#### Problem description:
Please copy exactly the lines that begin with the one containing "In the photo above, where can the snow" and end with the last line of the entries.

Stored items from a collection
........
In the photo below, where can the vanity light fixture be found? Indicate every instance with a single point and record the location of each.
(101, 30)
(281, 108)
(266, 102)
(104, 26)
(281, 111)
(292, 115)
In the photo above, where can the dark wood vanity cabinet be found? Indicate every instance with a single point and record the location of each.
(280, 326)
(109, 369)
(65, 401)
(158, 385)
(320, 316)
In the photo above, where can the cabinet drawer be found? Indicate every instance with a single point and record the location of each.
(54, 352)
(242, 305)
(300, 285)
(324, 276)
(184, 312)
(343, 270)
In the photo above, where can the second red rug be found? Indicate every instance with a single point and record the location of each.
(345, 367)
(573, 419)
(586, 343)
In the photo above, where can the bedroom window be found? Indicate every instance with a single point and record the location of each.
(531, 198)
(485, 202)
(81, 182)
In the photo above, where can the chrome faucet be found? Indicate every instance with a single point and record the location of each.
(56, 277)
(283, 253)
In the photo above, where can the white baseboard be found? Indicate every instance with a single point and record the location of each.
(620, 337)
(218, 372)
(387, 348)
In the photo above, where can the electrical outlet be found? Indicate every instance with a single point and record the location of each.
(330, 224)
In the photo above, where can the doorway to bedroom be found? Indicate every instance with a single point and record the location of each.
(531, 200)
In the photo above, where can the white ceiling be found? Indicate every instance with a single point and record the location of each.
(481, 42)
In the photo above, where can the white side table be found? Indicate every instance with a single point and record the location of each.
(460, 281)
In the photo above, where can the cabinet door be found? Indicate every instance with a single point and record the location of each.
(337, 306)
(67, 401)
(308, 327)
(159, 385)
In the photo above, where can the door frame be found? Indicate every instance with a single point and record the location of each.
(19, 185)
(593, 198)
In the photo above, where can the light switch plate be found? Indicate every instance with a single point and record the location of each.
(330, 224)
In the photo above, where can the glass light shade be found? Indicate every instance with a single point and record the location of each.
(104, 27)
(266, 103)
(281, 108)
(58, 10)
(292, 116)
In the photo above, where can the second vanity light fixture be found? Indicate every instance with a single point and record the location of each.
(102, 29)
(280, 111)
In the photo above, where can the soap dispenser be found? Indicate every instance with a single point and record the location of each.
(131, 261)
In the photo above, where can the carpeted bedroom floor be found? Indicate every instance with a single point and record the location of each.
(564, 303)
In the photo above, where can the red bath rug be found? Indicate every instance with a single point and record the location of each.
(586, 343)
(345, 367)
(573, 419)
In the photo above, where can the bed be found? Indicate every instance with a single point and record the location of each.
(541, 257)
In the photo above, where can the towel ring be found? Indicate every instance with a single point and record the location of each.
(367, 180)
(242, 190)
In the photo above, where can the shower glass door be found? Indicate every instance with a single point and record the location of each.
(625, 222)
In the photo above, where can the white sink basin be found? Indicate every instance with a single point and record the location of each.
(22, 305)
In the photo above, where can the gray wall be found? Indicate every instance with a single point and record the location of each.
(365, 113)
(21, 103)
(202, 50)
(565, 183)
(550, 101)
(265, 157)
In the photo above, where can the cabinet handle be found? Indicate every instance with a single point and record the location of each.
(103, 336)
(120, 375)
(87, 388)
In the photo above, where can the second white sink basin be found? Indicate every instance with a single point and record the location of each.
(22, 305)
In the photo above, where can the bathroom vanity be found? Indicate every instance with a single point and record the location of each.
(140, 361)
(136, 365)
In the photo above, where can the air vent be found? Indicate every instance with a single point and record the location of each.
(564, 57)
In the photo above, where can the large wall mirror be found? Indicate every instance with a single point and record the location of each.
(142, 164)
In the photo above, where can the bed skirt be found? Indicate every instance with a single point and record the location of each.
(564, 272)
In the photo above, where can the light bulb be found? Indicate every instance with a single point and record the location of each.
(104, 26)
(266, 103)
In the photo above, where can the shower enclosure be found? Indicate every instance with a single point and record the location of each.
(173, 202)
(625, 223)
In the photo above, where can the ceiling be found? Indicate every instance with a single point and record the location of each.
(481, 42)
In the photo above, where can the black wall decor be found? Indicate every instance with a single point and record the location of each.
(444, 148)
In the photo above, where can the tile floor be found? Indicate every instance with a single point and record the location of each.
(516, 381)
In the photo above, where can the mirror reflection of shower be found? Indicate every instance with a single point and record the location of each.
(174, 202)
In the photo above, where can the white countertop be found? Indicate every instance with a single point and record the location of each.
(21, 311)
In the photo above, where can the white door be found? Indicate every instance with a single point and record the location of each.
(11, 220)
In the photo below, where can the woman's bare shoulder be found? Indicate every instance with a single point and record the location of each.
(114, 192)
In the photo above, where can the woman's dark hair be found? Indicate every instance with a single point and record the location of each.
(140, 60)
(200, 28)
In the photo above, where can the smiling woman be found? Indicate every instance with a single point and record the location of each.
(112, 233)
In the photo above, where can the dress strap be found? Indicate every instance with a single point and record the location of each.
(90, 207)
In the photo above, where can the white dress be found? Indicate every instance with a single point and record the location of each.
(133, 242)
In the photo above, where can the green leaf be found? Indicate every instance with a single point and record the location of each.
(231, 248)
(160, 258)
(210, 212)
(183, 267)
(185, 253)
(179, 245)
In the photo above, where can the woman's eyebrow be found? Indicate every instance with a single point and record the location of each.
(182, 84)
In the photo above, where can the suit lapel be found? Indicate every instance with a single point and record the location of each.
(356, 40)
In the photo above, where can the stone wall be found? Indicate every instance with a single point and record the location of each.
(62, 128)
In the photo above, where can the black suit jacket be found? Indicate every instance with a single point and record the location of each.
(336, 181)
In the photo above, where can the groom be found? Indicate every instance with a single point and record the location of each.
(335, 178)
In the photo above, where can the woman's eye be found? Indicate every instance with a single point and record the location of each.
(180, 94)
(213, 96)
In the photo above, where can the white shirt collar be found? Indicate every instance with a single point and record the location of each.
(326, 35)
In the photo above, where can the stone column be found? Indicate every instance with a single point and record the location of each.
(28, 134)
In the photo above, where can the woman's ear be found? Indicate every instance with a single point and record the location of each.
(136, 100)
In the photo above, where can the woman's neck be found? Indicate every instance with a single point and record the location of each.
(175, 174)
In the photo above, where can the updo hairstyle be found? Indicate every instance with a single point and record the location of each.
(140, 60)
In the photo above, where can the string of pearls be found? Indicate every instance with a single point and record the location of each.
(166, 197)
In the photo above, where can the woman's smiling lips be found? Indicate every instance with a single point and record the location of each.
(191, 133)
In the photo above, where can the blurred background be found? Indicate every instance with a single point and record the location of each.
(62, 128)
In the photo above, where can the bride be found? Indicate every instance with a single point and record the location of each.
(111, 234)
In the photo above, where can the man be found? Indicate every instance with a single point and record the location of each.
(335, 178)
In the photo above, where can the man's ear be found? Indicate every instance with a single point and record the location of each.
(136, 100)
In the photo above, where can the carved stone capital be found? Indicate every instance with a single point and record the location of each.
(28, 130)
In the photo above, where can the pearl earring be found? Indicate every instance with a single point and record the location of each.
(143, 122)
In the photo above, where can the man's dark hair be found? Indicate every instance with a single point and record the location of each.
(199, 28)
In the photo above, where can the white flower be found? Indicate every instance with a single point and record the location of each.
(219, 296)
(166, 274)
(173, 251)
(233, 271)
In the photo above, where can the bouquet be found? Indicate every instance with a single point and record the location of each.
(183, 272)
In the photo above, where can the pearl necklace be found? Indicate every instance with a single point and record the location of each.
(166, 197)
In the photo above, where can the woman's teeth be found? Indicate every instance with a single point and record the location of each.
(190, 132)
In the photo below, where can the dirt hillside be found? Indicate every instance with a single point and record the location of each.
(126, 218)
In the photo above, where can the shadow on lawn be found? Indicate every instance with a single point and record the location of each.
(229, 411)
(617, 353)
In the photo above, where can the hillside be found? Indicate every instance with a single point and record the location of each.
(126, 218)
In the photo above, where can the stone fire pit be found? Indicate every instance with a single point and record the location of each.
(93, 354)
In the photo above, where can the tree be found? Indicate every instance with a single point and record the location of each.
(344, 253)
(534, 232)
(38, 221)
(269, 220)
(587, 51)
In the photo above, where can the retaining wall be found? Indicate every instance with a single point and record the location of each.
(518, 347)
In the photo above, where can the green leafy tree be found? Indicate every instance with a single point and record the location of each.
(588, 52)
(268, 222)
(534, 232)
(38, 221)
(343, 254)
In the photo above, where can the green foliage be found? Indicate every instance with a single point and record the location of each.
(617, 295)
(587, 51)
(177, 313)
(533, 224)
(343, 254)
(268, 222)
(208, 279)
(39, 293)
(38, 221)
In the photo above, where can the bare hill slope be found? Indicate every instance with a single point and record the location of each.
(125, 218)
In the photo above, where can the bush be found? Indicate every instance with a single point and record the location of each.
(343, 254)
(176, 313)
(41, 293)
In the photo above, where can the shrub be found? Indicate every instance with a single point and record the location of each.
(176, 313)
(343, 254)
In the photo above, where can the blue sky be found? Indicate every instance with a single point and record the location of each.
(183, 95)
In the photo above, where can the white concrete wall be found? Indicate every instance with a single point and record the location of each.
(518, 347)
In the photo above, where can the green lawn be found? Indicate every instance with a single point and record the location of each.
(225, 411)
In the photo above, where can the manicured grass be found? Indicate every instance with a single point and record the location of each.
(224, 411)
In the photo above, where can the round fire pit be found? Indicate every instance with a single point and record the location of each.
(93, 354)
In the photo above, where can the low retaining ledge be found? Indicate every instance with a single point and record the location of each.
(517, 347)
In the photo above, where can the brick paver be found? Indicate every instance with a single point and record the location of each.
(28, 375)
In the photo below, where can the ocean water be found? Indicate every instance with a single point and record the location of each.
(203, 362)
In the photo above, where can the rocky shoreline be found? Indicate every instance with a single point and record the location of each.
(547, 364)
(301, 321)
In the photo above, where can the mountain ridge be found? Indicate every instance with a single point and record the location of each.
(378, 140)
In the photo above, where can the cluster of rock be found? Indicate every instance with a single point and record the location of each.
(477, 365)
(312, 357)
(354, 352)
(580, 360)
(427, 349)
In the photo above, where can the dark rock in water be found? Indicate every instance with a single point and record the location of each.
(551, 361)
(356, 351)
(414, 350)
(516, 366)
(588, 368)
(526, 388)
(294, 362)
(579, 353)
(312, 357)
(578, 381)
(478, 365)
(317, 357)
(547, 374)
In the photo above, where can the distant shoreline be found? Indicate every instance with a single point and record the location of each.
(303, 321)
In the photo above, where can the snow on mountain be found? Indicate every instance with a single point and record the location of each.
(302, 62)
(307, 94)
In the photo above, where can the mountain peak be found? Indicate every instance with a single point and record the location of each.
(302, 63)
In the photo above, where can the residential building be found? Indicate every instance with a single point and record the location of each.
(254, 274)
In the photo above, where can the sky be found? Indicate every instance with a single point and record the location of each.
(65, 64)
........
#### Answer to this exercise:
In the photo above, where can the snow on mountain be found? Indicate every instance with a single point and record the location of each.
(302, 62)
(307, 94)
In the photo above, where can the mountain peak be found? Indicate every instance with a single point and record the location of each.
(302, 63)
In the photo above, where can the residential building be found? Indicate every instance with a single point and record the location of each.
(254, 274)
In the photo above, where can the sky be found? Indicate every instance with a single point and record the location of each.
(65, 64)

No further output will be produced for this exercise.